#### To do:
**A)** According to the interview excerpt, what did KC's father write?
**B)** Retype the part of the interview excerpt that begins at the words "KC: It's funny" and ends after the words "can that be?".
**C)** List every question KC asks in the first paragraph of the interview excerpt.

#### Reading passage:
★ ★ ★ ★
KC: It's funny to pair those two together because they're kind of opposing gestures from the same project. I remember writing a poem when I was an undergraduate. My father wrote a textbook about language theory, so he was really into Derrida and would talk about the distance between the actual thing in the world and then the word that we use to talk about the thing in the world. I found this to be terrible. I was so haunted by this. I just thought it was awful. How? How can it be that I could say, “I love you,” and I can't make a person understand really what I mean by that? How can that be?


So, I wrote a poem that had something like that in it, like, “I want my words to be things. I wrap my mouth around your ear and say ‘ear.’” The idea was that it doesn't quite overlap, right? They're very close to each other, the word “ear” is very close to the actual ear in that moment, but they're not exactly the same. It was an attempt that didn't work. So, that’s something that I’ve thought a lot about—like, how do I get the word and the thing to kind of overlap with each other?
★ ★ ★ ★
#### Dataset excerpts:
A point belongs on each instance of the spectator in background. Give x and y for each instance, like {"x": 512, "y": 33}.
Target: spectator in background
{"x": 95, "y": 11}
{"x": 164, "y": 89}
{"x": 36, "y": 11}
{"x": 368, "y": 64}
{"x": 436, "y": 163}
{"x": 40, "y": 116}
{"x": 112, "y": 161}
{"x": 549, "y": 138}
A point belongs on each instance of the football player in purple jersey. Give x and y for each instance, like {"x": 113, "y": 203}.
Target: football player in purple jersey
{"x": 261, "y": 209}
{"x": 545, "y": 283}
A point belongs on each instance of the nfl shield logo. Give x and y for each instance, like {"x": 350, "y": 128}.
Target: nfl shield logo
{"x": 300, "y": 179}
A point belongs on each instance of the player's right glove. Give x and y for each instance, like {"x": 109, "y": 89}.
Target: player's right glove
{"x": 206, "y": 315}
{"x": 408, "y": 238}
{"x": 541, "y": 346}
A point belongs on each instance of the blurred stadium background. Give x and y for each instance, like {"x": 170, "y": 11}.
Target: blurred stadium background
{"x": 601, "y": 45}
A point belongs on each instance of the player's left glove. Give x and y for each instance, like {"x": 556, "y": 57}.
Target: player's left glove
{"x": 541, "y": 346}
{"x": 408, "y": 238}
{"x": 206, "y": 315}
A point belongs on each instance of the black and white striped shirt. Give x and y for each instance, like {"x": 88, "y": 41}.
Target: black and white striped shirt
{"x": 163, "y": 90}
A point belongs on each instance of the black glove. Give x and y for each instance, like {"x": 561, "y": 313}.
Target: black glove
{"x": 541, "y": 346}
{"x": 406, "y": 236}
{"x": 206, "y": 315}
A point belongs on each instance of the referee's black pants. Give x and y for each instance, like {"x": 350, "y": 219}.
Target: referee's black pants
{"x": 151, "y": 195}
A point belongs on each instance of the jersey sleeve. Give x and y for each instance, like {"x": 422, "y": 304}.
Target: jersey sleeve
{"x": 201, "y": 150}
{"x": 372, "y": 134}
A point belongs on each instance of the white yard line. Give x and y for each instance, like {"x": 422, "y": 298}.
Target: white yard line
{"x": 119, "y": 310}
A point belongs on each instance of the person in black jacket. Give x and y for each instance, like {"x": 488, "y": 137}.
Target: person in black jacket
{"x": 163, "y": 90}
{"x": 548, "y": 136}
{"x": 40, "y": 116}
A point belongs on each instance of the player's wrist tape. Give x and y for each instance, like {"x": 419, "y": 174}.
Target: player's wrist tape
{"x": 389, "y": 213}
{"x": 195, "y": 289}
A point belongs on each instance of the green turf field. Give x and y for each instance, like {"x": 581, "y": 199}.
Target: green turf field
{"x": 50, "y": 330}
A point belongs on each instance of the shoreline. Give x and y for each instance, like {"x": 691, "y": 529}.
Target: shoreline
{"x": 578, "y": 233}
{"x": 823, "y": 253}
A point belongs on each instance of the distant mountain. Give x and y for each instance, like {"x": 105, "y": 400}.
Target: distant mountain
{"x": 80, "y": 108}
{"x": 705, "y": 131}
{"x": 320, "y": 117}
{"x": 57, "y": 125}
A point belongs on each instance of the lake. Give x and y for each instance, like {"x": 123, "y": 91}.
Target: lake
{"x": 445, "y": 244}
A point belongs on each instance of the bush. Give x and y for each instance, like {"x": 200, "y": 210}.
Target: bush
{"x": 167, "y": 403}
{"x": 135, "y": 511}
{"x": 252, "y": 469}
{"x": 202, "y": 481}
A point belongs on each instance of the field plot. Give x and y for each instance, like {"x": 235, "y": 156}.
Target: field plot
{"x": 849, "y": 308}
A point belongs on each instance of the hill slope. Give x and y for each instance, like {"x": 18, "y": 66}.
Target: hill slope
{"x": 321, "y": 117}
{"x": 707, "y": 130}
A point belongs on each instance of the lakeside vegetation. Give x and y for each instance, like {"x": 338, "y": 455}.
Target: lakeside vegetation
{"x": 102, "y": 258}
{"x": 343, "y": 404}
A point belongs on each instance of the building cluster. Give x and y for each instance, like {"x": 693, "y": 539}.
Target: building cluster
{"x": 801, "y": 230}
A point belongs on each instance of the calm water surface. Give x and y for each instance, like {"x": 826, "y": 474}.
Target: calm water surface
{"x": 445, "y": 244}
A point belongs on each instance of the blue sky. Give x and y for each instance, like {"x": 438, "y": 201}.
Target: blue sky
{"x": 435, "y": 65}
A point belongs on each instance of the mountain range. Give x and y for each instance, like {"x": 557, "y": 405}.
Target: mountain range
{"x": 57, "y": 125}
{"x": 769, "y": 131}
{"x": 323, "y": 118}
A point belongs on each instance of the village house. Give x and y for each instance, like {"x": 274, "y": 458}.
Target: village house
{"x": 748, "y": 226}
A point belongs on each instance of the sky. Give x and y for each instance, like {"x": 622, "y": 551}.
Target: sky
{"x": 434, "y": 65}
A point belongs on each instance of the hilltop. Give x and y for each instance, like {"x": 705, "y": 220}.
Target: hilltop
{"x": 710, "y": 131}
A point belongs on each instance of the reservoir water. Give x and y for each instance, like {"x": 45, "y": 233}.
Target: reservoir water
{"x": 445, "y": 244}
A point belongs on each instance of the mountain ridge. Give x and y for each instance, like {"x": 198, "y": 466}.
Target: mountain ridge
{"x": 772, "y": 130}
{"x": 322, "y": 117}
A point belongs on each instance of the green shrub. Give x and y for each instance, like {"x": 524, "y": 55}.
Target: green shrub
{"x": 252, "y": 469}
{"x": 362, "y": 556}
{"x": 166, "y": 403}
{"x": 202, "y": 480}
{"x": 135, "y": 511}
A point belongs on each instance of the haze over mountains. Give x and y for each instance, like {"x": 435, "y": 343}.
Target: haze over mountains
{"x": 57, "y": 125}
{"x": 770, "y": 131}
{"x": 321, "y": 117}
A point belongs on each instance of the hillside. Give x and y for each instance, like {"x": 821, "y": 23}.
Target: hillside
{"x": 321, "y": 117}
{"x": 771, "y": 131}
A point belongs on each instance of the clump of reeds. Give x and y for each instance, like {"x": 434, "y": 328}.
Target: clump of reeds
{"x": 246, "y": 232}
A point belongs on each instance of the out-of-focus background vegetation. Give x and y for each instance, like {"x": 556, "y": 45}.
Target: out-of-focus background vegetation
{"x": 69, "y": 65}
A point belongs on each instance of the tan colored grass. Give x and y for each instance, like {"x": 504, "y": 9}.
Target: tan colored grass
★ ★ ★ ★
#### Answers to the tasks:
**A)** A textbook about language theory.

**B)**
KC: It's funny to pair those two together because they're kind of opposing gestures from the same project. I remember writing a poem when I was an undergraduate. My father wrote a textbook about language theory, so he was really into Derrida and would talk about the distance between the actual thing in the world and then the word that we use to talk about the thing in the world. I found this to be terrible. I was so haunted by this. I just thought it was awful. How? How can it be that I could say, “I love you,” and I can't make a person understand really what I mean by that? How can that be?

**C)**
How?
How can it be that I could say, "I love you," and I can't make a person understand really what I mean by that?
How can that be?